- _To be done_:
A – According to the Wi-Fi 6 text, what is the greatest complaint about large networks?
B – List every place the Wi-Fi 6 text gives as an example of a large network.

With every new Wi-Fi standard, you see welcome improvements over the previous version in terms of performance. Though, it seems that each one doesn’t quite fully solve the problem of speed. This is mostly because the technology simply can’t keep up with the always-increasing demand. Today we will discuss what is Wi-Fi 6 (802.11ax standard) and deep dive into a number of key areas.
Currently, every network, whether business or personal, must carry the burden of dozens of Wi-Fi-enabled devices. Think about your largest networks, such as those in airports, stadiums, malls, and hotels. The greatest complaint is the slow wireless speed.
The latest version is Wi-Fi 6 802.11ax, or Wi-Fi 6 for short, which addresses this issue better than any of its predecessors.
What Is WiFi 6 (802.11ax)?
802.11ax is the latest standard in ‘next generation’ Wi-Fi technology, and goes by the name of Wi-Fi 6. It connects you to local network services & the public internet the same way as Wi-Fi 5, though it has many additional features and enhancements to make connectivity faster and more efficient.

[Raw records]

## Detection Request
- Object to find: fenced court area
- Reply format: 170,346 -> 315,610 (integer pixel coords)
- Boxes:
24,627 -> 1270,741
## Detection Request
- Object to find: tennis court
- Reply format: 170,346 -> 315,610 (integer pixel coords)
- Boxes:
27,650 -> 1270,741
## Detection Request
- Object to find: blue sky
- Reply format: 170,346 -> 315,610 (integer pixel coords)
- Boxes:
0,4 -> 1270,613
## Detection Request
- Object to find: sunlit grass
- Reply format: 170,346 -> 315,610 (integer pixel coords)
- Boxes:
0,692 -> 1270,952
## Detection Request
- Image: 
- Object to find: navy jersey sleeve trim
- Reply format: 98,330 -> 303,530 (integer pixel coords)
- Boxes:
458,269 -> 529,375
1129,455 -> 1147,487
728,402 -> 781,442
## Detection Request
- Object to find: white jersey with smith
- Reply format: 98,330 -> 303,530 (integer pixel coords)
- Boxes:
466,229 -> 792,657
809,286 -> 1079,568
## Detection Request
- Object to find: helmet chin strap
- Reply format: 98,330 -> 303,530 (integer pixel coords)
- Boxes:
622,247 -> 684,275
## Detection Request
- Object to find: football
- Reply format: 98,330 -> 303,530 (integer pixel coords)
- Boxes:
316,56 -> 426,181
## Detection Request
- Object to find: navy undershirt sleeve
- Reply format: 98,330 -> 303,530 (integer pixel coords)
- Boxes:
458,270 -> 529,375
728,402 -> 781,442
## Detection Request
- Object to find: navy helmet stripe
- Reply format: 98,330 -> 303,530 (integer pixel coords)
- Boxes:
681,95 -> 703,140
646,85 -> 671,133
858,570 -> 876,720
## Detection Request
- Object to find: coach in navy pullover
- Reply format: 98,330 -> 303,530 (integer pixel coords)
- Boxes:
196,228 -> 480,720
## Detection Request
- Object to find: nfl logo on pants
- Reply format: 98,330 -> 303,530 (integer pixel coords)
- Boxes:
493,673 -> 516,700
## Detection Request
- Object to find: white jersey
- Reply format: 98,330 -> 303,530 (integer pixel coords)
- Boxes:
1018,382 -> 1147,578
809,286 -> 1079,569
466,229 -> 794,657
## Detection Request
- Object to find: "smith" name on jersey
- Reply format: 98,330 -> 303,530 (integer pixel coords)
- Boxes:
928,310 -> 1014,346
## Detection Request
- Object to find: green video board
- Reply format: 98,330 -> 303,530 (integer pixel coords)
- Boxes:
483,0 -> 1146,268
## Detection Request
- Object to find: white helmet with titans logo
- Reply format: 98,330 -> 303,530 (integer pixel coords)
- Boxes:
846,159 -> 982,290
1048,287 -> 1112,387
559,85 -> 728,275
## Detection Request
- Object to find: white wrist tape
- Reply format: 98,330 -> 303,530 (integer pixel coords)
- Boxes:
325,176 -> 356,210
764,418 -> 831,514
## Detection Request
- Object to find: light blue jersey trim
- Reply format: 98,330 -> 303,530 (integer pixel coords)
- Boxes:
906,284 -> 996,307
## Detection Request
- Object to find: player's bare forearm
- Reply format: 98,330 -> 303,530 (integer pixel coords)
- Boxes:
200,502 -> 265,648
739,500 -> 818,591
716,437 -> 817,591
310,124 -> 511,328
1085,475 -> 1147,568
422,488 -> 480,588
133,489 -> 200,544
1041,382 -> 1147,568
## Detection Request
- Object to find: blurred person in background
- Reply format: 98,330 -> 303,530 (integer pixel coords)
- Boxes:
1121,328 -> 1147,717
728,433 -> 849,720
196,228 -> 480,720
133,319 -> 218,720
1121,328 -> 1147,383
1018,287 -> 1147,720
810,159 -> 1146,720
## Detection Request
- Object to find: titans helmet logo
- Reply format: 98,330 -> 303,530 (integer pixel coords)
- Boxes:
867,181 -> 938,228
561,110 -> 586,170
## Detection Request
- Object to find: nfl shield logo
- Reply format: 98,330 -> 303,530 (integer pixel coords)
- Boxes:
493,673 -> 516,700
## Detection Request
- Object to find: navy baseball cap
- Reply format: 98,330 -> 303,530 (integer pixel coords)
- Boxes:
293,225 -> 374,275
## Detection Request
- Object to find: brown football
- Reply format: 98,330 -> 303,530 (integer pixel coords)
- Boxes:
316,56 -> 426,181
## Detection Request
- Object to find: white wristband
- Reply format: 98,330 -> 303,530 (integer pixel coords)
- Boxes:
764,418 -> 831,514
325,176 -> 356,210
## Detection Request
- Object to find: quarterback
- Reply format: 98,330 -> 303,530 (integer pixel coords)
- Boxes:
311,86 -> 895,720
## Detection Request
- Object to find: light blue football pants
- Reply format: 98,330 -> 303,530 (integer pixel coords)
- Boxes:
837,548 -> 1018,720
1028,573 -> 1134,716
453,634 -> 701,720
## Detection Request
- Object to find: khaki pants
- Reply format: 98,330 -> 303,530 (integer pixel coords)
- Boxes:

- _Answers to the exercises_:
A – The greatest complaint is the slow wireless speed.

B – Airports, stadiums, malls, hotels